> _What is asked_:
**A.** From the GECal page, print the part that opens with the words containing "The latest version" and closes with "library(GECal)".
**B.** List every R function that is called in the code lines of the GECal page.
**C.** According to the GECal page, why do design weights appear in the constraints of Generalized Entropy Calibration?

> _Source text_:
+ + + + +
GECal

Generalized Entropy Calibration produces calibration weights based on generalized entropy as the objective function for optimization. In GECcal, design weights play a role in the constraints to ensure design consistency, rather than being part of the objective function.

Paper: Kwon, Y., Kim, J., & Qiu, Y. (2024). Debiased calibration estimation using generalized entropy in survey sampling. Submitted.

Installation

GECal is now available in CRAN. Use install.packages for installation.

install.packages("GECal")

The latest version of GECal can instead be installed using the package devtools.

install.packages("devtools") # Install "devtools" if it is unavailable.
devtools::install_github("yonghyun-K/GECal", dependencies = T)

Example commands

library(GECal)

set.seed(11)
N = 10000
x = data.frame(x1 = rnorm(N, 2, 1), x2= runif(N, 0, 4))
+ + + + +
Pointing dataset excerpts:
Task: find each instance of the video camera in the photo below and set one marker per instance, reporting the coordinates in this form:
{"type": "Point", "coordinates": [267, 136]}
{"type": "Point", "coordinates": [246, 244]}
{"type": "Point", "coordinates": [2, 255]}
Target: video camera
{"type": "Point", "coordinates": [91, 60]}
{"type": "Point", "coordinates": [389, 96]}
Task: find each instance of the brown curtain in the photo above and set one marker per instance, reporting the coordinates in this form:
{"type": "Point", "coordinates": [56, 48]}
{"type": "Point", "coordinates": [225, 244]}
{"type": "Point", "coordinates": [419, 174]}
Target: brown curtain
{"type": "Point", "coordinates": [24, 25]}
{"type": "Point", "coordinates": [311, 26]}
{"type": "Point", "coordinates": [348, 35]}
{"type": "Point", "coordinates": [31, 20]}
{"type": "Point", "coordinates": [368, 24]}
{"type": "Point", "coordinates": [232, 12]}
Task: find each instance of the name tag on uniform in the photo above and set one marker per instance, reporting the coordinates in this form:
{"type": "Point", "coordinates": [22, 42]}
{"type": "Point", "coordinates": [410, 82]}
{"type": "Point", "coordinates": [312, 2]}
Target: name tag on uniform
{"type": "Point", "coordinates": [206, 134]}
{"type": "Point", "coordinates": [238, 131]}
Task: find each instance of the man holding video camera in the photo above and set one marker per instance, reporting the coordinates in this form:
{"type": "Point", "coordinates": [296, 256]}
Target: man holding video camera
+ + + + +
> _Responses to the exercise_:
**A.**
The latest version of GECal can instead be installed using the package devtools.

install.packages("devtools") # Install "devtools" if it is unavailable.
devtools::install_github("yonghyun-K/GECal", dependencies = T)

Example commands

library(GECal)

**B.**
install.packages
install_github
library
set.seed
data.frame
rnorm
runif

**C.** Design weights are placed in the constraints to ensure design consistency. They are not part of the objective function, which is based on generalized entropy.